§ Assigned task
Here the answer must be the exact run of lines from the line holding "pixel 150 193" to the end of the material below, and nothing else.
▬▬▬▬▬▬
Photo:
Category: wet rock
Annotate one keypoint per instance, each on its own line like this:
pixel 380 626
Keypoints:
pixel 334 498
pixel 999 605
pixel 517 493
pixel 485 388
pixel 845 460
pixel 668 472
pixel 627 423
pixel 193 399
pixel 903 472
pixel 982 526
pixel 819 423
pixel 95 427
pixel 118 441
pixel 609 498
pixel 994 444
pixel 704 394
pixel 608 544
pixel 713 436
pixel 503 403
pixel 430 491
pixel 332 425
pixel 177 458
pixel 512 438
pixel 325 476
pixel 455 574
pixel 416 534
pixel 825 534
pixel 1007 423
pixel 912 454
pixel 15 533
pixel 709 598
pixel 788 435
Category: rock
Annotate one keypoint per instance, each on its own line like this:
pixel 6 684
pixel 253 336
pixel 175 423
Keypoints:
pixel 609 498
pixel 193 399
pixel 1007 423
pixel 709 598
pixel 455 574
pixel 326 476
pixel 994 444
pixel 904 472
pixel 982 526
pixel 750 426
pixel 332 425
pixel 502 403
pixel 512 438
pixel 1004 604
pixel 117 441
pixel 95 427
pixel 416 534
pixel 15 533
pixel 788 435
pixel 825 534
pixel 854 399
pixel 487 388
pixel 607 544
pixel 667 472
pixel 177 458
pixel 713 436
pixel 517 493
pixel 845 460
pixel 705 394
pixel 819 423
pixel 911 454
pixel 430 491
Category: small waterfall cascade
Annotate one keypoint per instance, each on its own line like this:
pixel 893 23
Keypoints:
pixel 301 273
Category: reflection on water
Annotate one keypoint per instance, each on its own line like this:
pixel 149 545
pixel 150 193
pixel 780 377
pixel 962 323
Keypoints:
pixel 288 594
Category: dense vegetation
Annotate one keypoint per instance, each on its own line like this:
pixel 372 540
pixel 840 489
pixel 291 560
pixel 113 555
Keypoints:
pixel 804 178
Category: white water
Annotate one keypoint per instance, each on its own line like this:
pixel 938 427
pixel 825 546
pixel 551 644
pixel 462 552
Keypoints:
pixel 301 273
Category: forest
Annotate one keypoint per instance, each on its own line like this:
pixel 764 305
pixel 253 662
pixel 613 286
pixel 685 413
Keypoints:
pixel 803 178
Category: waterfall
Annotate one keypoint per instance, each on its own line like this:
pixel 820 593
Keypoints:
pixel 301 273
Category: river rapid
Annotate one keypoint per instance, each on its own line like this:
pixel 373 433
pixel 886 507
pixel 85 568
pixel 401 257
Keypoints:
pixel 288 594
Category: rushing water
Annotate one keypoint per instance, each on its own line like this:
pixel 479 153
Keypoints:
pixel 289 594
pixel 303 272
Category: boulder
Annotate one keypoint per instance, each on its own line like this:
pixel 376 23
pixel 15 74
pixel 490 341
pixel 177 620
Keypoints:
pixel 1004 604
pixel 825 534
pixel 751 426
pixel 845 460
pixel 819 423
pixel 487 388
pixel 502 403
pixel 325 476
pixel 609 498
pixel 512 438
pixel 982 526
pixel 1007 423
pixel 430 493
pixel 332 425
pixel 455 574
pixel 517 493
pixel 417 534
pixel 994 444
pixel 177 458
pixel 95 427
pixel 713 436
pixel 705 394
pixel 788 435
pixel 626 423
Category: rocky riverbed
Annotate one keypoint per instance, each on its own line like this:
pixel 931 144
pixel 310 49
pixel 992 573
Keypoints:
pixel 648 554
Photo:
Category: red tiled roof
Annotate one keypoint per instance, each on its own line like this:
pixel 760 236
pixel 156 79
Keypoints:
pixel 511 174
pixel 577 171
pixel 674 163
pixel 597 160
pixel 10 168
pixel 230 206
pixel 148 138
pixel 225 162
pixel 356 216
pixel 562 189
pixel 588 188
▬▬▬▬▬▬
§ Exercise response
pixel 150 193
pixel 780 377
pixel 962 323
Keypoints:
pixel 288 594
Category: dense vegetation
Annotate one keypoint per instance, each on its own line like this:
pixel 372 540
pixel 840 489
pixel 291 560
pixel 113 555
Keypoints:
pixel 804 178
Category: white water
Annotate one keypoint per instance, each on its own line like this:
pixel 938 427
pixel 825 546
pixel 551 644
pixel 462 552
Keypoints:
pixel 301 273
Category: forest
Annotate one keypoint per instance, each on its own line like this:
pixel 764 305
pixel 253 662
pixel 613 286
pixel 685 413
Keypoints:
pixel 803 178
Category: waterfall
Annotate one keypoint per instance, each on its own line like this:
pixel 820 593
Keypoints:
pixel 301 273
Category: river rapid
Annotate one keypoint per instance, each on its own line like this:
pixel 373 433
pixel 886 507
pixel 85 568
pixel 401 257
Keypoints:
pixel 288 594
Category: rushing water
Annotate one keypoint per instance, each on its own line like this:
pixel 479 153
Keypoints:
pixel 289 594
pixel 303 272
Category: boulder
Annotate one keypoint per instance, each on its own line like this:
pixel 376 23
pixel 15 74
pixel 490 341
pixel 177 620
Keypoints:
pixel 1004 604
pixel 825 534
pixel 751 426
pixel 845 460
pixel 819 423
pixel 487 388
pixel 502 403
pixel 325 476
pixel 609 498
pixel 512 438
pixel 982 526
pixel 1007 423
pixel 430 493
pixel 332 425
pixel 455 574
pixel 517 493
pixel 417 534
pixel 994 444
pixel 177 458
pixel 95 427
pixel 713 436
pixel 705 394
pixel 788 435
pixel 626 423
Category: rocky riverbed
Annotate one keypoint per instance, each on its own line like this:
pixel 931 144
pixel 310 49
pixel 992 573
Keypoints:
pixel 648 554
Photo:
Category: red tiled roof
Annotate one keypoint per instance, each on its own line like this:
pixel 760 236
pixel 156 79
Keypoints:
pixel 511 174
pixel 577 171
pixel 674 163
pixel 597 160
pixel 10 168
pixel 230 206
pixel 148 138
pixel 225 162
pixel 356 216
pixel 562 189
pixel 588 188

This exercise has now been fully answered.